*Supplied passage*
Updated: Jan 24, 2023

Hey friend, ever caught yourself making a trade based on how you're feeling instead of what the facts say?


Yeah, we've all been there.


But the good news is, by understanding and recognizing these biases, you can prevent them so you can make better decisions.


Here are five common biases traders fall into and how to avoid them:



Confirmation bias:


This happens when we look for and interpret information to confirm our pre-existing beliefs. In trading, it can manifest in ignoring or dismissing information that contradicts our beliefs, overvaluing information that confirms them, or actively seeking out information that confirms them.


To avoid this, you need to learn to be open to the possibility that your beliefs may be wrong.


The best thing you can do for this is to make sure you have an objective trading plan with rules you can follow easily.


If you want to learn to trade in a rule-based way with the rules laid out check my Rule-Based Trading Programme. Where I show you my personal strategies and also how to create your own to adapt your personality.





Recency bias:


This happens when we put too much emphasis on recent events when making decisions instead of considering a complete historical record.


In trading, it can manifest in overconfidence in recent trades, and over-risking or overtrading.


It can also come in the form of fearful trading where because you lost the last few trades you ignore the next trade thinking it will probably be a loser but in reality, the outcome of the next trade is completely random.


To avoid this, you need to think probabilistically. The best way is to make sure you have tested your strategy and use your tested data as confidence.


In your tested data you will see a random distribution of trades some may be winning streaks and some losing streaks as well but when you look at the data in a larger sample size you will see the results come out positive (Of course if you have a positive edge)


To learn more on how to test and confirm you have an edge you can learn more here!





Herd mentality:


This happens when individuals in a group adopt the same beliefs, attitudes, or behaviors as the group instead of thinking independently.

*Job*
Rewrite the part of the trading biases text above that opens with the words containing "Here are five" and closes with "that confirms them.", putting "views" wherever "beliefs" appears.

*Raw records*
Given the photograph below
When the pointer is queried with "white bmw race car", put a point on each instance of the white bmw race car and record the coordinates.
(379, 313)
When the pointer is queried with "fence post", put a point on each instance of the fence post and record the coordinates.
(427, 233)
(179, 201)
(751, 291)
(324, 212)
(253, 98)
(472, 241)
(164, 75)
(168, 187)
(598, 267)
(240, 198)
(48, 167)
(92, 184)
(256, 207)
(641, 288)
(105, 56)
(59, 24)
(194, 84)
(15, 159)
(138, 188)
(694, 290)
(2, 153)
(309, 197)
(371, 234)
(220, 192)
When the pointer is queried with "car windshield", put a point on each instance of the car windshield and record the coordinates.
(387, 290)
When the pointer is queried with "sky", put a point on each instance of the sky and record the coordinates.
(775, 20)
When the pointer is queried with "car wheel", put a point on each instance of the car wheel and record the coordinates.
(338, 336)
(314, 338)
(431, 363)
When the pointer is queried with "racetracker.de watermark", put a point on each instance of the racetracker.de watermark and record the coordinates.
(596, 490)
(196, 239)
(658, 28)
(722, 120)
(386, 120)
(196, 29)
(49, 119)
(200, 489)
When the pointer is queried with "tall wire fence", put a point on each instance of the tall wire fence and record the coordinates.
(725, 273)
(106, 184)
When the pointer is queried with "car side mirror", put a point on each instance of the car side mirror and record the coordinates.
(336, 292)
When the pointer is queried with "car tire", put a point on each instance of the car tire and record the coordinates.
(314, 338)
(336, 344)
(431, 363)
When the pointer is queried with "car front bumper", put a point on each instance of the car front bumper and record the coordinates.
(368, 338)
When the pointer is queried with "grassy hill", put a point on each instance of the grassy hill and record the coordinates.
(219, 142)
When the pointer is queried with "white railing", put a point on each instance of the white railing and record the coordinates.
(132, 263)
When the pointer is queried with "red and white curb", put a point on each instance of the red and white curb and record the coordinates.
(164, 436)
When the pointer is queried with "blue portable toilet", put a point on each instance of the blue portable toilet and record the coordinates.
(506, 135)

*Problem solution*
Here are five common biases traders fall into and how to avoid them:



Confirmation bias:


This happens when we look for and interpret information to confirm our pre-existing views. In trading, it can manifest in ignoring or dismissing information that contradicts our views, overvaluing information that confirms them, or actively seeking out information that confirms them.